Exercise instructions -
All lines from the one containing "Target: blurred soldier in foreground" through the end of the data below are to be repeated exactly, with pictures left out.

Extracted records -
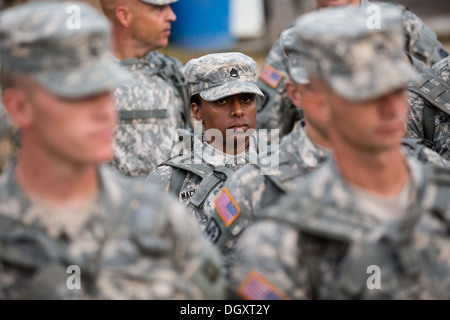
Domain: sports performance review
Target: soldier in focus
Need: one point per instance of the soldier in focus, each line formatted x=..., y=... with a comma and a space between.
x=223, y=91
x=154, y=104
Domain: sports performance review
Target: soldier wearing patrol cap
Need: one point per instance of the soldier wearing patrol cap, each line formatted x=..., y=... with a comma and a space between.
x=64, y=215
x=421, y=47
x=369, y=210
x=223, y=91
x=154, y=106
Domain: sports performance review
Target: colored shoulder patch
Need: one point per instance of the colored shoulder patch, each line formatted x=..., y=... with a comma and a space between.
x=271, y=76
x=212, y=230
x=256, y=287
x=227, y=208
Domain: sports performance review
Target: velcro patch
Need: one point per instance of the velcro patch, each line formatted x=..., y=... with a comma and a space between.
x=227, y=208
x=212, y=230
x=256, y=287
x=271, y=76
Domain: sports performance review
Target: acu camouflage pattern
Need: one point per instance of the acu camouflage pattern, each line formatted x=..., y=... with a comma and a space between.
x=6, y=125
x=253, y=191
x=349, y=70
x=158, y=2
x=319, y=243
x=130, y=242
x=219, y=75
x=417, y=106
x=208, y=157
x=276, y=109
x=142, y=143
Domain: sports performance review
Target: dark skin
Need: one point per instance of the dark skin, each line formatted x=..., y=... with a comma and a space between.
x=232, y=116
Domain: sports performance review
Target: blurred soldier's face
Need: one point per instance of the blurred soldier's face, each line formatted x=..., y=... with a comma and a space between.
x=333, y=3
x=235, y=114
x=369, y=126
x=151, y=24
x=78, y=131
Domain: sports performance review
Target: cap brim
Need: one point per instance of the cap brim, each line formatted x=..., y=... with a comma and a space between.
x=84, y=81
x=374, y=80
x=229, y=89
x=159, y=3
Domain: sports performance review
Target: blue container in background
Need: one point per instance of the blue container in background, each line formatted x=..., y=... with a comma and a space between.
x=202, y=25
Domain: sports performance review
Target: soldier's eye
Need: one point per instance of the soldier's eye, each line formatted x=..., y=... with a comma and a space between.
x=248, y=97
x=221, y=101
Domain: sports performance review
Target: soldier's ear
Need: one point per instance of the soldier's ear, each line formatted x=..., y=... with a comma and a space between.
x=124, y=16
x=196, y=112
x=18, y=106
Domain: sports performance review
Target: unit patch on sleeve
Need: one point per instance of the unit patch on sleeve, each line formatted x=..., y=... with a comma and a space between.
x=227, y=208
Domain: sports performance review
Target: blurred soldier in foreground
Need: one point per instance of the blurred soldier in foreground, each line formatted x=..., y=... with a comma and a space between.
x=7, y=130
x=371, y=222
x=223, y=90
x=429, y=107
x=421, y=47
x=61, y=213
x=155, y=103
x=300, y=152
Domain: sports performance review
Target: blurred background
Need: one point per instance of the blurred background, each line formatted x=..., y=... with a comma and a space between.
x=251, y=26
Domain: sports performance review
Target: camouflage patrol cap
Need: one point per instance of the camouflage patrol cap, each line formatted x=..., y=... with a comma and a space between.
x=159, y=2
x=70, y=60
x=218, y=75
x=296, y=65
x=358, y=58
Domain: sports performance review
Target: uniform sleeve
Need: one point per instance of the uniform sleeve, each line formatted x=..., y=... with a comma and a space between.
x=414, y=126
x=421, y=41
x=161, y=255
x=276, y=111
x=266, y=264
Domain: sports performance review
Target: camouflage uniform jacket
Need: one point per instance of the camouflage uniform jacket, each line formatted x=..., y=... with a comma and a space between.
x=129, y=242
x=6, y=126
x=200, y=188
x=151, y=109
x=321, y=243
x=440, y=116
x=277, y=110
x=251, y=190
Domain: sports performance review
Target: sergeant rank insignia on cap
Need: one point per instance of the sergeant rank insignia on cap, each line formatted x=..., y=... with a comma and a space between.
x=227, y=208
x=256, y=287
x=271, y=76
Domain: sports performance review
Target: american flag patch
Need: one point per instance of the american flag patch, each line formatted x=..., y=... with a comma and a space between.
x=271, y=76
x=256, y=287
x=228, y=209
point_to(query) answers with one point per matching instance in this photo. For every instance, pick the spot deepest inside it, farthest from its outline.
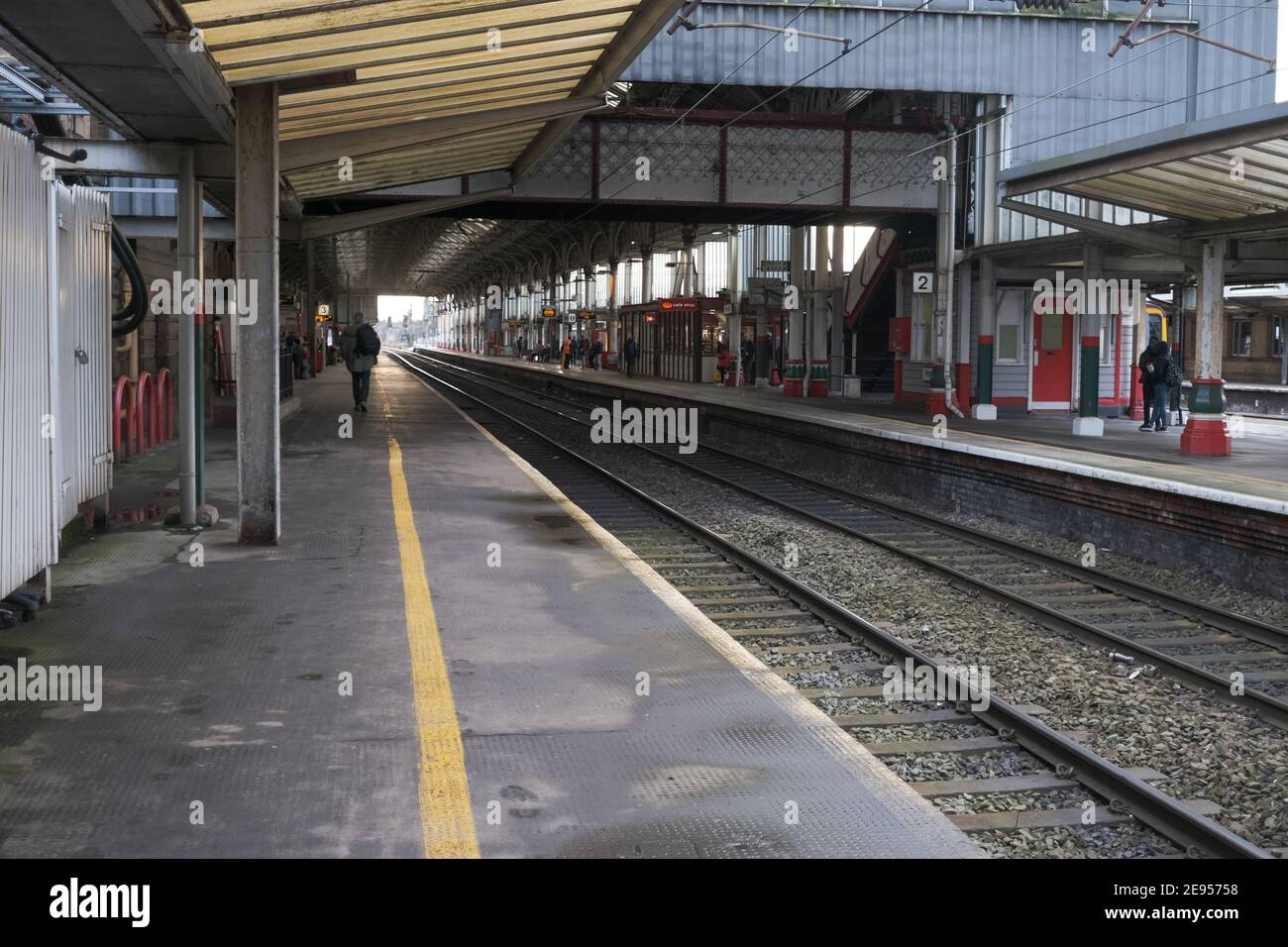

Worked solution -
Target: blurred soldier in foreground
Need: one point per instance of the blurred soldier in foreground, each line formatted x=..., y=... with a comma and a space between.
x=7, y=130
x=371, y=222
x=223, y=90
x=429, y=107
x=421, y=47
x=61, y=213
x=155, y=103
x=300, y=152
Domain: sports performance review
Target: blurred background
Need: one point per instance of the blurred background, each line formatted x=..., y=... with a comma and a space between.
x=251, y=26
Domain: sports performance review
Target: camouflage patrol cap
Need: one point per instance of the camouflage patrol cap, each line formatted x=..., y=... with a comma and a space between.
x=159, y=2
x=70, y=60
x=218, y=75
x=296, y=65
x=358, y=58
Domain: sports performance review
Target: uniform sleeve
Need: one point per instance of the uniform sleeve, each line formatted x=..., y=... with a comma and a space between.
x=414, y=126
x=421, y=41
x=161, y=255
x=276, y=111
x=266, y=264
Domain: sports performance review
Target: camouflage uniform jacket
Need: one point per instance of the camouflage uniform jacket, each line formatted x=..., y=... with a comma and a space between.
x=129, y=242
x=6, y=126
x=200, y=188
x=151, y=109
x=321, y=243
x=440, y=116
x=277, y=110
x=251, y=190
Domain: sports performance review
Target: sergeant rank insignia on cap
Need: one point per instance of the sergeant rank insignia on cap, each line formatted x=..., y=... with a comma and a space between.
x=227, y=208
x=256, y=287
x=271, y=76
Domain: sports performance review
Target: american flag patch
Need: one point per instance of the american flag patch, each line formatted x=..., y=... with a comma and a space between.
x=271, y=76
x=256, y=287
x=228, y=209
point_to(query) answers with one point per matching instance in this photo. For every instance, pick the spot deepest inside it, farthest from its outline.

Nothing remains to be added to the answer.